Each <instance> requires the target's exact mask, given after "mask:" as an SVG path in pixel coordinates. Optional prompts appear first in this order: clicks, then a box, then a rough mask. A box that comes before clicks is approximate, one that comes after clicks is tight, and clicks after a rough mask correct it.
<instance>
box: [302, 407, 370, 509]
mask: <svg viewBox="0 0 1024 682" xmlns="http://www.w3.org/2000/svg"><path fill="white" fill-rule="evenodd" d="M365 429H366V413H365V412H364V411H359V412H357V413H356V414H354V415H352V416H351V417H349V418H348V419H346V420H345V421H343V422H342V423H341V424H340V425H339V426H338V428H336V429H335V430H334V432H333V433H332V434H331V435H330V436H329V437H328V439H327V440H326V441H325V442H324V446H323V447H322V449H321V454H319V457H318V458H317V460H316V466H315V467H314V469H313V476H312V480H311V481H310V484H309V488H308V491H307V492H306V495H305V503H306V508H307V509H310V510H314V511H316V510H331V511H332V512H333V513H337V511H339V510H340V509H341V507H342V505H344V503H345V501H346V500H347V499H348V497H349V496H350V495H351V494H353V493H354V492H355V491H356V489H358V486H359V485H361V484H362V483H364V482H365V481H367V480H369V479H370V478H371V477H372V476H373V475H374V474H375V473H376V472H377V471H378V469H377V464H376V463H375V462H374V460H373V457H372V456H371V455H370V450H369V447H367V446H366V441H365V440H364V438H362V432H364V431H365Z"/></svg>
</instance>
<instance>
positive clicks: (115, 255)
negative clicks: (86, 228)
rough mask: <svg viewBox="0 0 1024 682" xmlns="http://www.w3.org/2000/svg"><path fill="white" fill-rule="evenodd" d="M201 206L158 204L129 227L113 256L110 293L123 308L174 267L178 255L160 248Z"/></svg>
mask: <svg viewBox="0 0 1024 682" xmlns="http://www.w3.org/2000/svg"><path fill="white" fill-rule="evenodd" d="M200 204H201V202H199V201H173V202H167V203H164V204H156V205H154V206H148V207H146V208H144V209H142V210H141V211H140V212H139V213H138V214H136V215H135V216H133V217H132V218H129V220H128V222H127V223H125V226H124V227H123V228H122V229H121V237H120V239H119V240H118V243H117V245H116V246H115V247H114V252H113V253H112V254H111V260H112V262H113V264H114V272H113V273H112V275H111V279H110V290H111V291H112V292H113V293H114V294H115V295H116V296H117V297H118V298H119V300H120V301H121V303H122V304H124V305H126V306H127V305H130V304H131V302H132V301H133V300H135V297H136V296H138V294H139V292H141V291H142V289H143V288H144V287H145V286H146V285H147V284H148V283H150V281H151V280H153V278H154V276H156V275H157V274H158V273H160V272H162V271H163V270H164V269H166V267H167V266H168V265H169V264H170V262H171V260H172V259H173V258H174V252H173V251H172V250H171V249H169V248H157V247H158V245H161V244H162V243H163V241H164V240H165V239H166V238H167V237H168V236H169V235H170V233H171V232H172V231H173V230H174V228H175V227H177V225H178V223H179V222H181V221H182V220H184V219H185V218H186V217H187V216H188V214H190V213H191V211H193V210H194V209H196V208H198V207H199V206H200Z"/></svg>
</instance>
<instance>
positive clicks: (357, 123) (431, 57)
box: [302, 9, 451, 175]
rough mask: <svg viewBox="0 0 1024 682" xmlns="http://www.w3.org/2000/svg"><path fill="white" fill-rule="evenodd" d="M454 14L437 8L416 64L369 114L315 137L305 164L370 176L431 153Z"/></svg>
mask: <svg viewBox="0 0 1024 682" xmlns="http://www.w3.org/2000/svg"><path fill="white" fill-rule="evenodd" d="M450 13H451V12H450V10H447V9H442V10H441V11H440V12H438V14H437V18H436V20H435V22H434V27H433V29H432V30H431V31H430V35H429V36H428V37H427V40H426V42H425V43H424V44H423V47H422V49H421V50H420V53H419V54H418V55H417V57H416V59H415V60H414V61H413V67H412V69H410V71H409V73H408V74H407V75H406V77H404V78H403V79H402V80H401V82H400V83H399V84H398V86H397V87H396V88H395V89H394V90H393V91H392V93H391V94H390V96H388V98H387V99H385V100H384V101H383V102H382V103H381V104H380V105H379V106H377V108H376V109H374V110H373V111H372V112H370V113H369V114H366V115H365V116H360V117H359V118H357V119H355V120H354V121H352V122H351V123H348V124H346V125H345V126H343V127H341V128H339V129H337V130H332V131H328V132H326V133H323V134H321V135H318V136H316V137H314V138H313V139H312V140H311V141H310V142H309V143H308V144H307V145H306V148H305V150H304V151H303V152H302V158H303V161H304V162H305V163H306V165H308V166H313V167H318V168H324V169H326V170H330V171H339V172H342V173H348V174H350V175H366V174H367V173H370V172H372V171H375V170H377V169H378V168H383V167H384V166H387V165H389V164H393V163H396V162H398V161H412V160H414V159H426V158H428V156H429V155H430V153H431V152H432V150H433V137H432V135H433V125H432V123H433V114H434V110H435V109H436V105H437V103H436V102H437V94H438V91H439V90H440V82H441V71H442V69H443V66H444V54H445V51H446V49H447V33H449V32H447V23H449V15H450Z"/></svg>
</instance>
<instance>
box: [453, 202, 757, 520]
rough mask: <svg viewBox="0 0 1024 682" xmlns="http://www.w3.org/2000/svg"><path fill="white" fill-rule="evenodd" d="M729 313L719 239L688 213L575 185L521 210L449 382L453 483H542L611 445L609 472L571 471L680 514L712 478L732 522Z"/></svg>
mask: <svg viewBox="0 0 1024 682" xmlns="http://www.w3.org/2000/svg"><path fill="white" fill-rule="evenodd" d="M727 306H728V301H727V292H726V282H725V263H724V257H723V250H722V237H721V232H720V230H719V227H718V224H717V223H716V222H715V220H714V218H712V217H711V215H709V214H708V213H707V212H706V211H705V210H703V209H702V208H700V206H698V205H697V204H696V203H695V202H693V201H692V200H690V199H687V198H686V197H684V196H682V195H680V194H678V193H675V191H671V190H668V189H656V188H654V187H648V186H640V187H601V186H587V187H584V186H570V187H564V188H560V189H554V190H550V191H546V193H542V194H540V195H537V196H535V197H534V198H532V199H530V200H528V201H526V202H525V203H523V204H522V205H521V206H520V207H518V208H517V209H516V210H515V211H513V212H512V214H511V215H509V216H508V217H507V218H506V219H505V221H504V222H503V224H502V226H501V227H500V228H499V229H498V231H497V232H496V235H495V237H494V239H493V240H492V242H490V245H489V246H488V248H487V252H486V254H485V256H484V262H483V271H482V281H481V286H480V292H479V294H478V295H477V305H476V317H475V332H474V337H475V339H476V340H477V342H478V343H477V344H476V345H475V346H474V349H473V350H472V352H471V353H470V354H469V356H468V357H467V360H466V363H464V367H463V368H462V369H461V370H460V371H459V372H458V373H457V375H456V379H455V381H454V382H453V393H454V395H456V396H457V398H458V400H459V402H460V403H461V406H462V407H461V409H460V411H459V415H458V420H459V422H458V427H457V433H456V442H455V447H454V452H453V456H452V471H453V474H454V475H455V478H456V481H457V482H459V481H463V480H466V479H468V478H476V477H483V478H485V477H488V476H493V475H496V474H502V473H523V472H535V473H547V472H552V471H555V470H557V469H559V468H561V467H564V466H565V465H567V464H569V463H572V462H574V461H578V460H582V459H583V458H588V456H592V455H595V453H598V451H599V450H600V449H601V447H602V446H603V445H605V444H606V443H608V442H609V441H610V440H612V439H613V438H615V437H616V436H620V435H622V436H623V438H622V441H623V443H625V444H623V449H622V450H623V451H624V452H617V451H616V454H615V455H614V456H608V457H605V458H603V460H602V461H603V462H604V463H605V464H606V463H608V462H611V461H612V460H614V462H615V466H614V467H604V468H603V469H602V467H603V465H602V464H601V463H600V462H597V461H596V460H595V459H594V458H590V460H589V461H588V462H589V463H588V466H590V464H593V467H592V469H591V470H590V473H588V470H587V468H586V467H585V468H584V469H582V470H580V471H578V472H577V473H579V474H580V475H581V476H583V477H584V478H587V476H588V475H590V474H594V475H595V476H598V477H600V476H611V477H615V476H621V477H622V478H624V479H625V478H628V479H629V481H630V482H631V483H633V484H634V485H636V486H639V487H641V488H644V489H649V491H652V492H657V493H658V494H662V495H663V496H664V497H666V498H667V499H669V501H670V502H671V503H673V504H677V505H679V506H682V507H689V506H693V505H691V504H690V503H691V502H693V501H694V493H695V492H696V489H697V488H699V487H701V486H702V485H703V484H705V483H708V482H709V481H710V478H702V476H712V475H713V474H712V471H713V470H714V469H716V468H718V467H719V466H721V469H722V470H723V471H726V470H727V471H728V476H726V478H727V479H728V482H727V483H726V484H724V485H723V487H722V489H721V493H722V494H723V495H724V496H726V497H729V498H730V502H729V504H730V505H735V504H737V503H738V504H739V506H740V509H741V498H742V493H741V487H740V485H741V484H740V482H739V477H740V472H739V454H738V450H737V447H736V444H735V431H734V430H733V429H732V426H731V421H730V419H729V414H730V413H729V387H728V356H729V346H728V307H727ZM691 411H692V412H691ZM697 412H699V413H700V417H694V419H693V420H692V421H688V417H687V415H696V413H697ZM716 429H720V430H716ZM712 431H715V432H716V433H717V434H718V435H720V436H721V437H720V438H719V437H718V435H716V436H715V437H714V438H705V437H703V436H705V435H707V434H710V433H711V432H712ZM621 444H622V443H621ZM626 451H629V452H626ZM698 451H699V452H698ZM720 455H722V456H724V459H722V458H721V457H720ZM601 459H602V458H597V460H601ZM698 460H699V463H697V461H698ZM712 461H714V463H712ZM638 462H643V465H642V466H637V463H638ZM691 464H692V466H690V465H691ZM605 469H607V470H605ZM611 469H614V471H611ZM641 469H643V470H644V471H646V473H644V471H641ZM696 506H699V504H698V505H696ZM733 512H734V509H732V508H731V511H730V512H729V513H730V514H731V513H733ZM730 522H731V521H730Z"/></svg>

=======

Locate every line in the entries above that contains the word "positive", treating uppercase and lowercase as different, and copy each of those lines.

positive clicks: (115, 255)
positive clicks: (357, 123) (431, 57)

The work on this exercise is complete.